== Directions for this task ==
Update the items below by changing "vertex pairs" to "point pairs" wherever it appears, leaving every other character untouched.

== Data entries ==
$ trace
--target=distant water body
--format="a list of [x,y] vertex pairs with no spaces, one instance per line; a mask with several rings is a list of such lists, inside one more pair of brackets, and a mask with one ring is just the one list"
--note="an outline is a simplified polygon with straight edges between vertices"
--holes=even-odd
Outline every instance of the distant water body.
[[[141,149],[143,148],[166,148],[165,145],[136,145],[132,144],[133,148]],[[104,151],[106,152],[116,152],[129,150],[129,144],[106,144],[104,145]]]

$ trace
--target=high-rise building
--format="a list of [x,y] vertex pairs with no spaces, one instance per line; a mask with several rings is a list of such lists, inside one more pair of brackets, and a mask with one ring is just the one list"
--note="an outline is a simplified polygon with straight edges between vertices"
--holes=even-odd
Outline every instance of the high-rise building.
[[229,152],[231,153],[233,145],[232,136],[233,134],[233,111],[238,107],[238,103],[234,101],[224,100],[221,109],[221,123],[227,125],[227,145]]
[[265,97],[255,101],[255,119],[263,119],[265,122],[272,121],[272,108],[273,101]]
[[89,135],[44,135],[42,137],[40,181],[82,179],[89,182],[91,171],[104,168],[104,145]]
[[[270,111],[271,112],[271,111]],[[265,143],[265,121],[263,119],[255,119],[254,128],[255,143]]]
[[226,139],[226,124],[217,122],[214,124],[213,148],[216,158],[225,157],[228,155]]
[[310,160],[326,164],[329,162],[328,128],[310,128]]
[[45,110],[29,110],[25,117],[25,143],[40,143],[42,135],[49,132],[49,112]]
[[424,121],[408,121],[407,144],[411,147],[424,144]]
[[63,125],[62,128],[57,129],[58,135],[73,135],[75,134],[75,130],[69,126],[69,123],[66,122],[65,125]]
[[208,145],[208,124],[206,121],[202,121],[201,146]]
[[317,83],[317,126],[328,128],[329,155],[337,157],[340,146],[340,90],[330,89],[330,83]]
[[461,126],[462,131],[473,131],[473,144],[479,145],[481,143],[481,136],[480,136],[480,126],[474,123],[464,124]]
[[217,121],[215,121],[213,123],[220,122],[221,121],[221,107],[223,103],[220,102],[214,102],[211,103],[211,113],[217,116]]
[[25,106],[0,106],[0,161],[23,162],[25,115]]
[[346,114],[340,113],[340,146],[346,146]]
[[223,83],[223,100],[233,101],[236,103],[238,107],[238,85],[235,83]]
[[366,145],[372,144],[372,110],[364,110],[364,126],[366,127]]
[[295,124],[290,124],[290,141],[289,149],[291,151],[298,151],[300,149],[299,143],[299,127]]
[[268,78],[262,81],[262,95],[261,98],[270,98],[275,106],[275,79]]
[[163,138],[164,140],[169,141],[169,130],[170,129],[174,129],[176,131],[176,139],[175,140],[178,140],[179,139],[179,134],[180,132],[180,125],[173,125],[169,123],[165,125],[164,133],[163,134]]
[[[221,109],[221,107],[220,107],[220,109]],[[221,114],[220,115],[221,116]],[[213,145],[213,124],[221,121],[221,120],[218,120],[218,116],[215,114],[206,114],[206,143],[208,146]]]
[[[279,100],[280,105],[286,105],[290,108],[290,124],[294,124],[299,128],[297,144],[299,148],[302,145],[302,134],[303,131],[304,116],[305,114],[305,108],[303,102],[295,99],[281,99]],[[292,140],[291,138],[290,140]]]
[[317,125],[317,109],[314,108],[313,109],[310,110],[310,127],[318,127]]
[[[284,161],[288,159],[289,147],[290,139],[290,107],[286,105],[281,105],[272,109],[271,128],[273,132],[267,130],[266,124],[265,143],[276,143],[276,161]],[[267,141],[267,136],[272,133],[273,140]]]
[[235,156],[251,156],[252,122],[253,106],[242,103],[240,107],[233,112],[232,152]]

== Result of this exercise ==
$ trace
--target=distant water body
--format="a list of [x,y] point pairs with no spaces, one instance per line; a mask with several rings is a list of such lists, inside one more pair of brackets, and a mask with one ring is just the one list"
--note="an outline is a simplified polygon with straight edges between vertices"
--holes=even-odd
Outline every instance of the distant water body.
[[[141,149],[143,148],[166,148],[165,145],[136,145],[132,144],[133,148]],[[104,151],[106,152],[116,152],[129,150],[129,144],[106,144],[104,145]]]

$ trace
--target=high-rise building
--format="a list of [x,y] point pairs with no spaces, one instance per line; a mask with several rings is a list of such lists, inside one more pair of brackets, and a mask with one ring is just the one list"
--note="an outline is a simplified polygon with straight edges between vertices"
--holes=even-odd
Outline every instance of the high-rise building.
[[229,152],[231,153],[233,145],[232,136],[233,134],[233,111],[238,107],[238,103],[234,101],[224,100],[221,109],[221,123],[227,125],[227,145]]
[[265,97],[255,101],[255,119],[263,119],[265,122],[272,121],[272,108],[273,101]]
[[89,135],[44,135],[42,137],[40,181],[82,179],[89,182],[91,171],[104,168],[104,145]]
[[[270,111],[271,112],[271,111]],[[265,143],[265,121],[263,119],[255,119],[254,128],[255,143]]]
[[226,139],[226,124],[217,122],[214,124],[213,148],[216,158],[225,157],[228,155]]
[[310,160],[326,164],[329,162],[328,128],[310,128]]
[[45,110],[29,110],[25,117],[25,143],[40,143],[42,135],[49,132],[49,112]]
[[424,121],[408,121],[407,144],[411,147],[424,144]]
[[63,125],[62,128],[57,129],[58,135],[73,135],[75,134],[75,130],[69,126],[69,123],[66,122],[65,125]]
[[208,145],[208,124],[206,121],[202,121],[201,146]]
[[317,83],[317,126],[328,128],[329,155],[337,157],[340,146],[340,90],[330,89],[330,83]]
[[461,126],[462,131],[473,131],[473,144],[479,145],[481,143],[481,136],[480,136],[480,126],[474,123],[464,124]]
[[217,121],[215,121],[213,123],[220,122],[221,121],[221,107],[223,103],[220,102],[214,102],[211,103],[211,113],[217,116]]
[[25,106],[0,106],[0,161],[23,162],[25,115]]
[[346,114],[340,113],[340,146],[346,146]]
[[223,83],[223,100],[233,101],[236,103],[238,107],[238,85],[235,83]]
[[366,145],[372,144],[372,110],[364,110],[364,126],[366,127]]
[[295,124],[290,124],[290,141],[289,149],[291,151],[298,151],[300,149],[299,143],[299,127]]
[[268,78],[262,81],[262,95],[261,98],[270,98],[275,106],[275,79]]
[[163,138],[164,140],[169,141],[169,130],[170,129],[174,129],[176,131],[176,139],[175,140],[178,140],[179,139],[179,134],[180,132],[180,125],[173,125],[169,123],[165,125],[164,133],[163,134]]
[[[221,109],[221,107],[220,107],[220,109]],[[221,114],[220,115],[221,116]],[[213,145],[213,124],[221,121],[221,120],[218,120],[218,116],[215,114],[206,114],[206,143],[208,146]]]
[[[279,100],[280,105],[286,105],[290,108],[290,124],[294,124],[299,128],[297,144],[299,148],[302,145],[302,134],[303,131],[304,116],[305,114],[305,108],[303,102],[295,99],[281,99]],[[292,140],[291,138],[290,140]]]
[[317,125],[317,109],[314,108],[313,109],[310,110],[310,127],[318,127]]
[[[284,161],[288,159],[289,147],[290,139],[290,107],[286,105],[281,105],[272,109],[271,128],[273,132],[267,130],[266,124],[265,143],[276,143],[276,161]],[[267,141],[267,136],[272,133],[273,140]]]
[[235,156],[251,156],[252,122],[253,106],[242,103],[240,107],[233,112],[232,152]]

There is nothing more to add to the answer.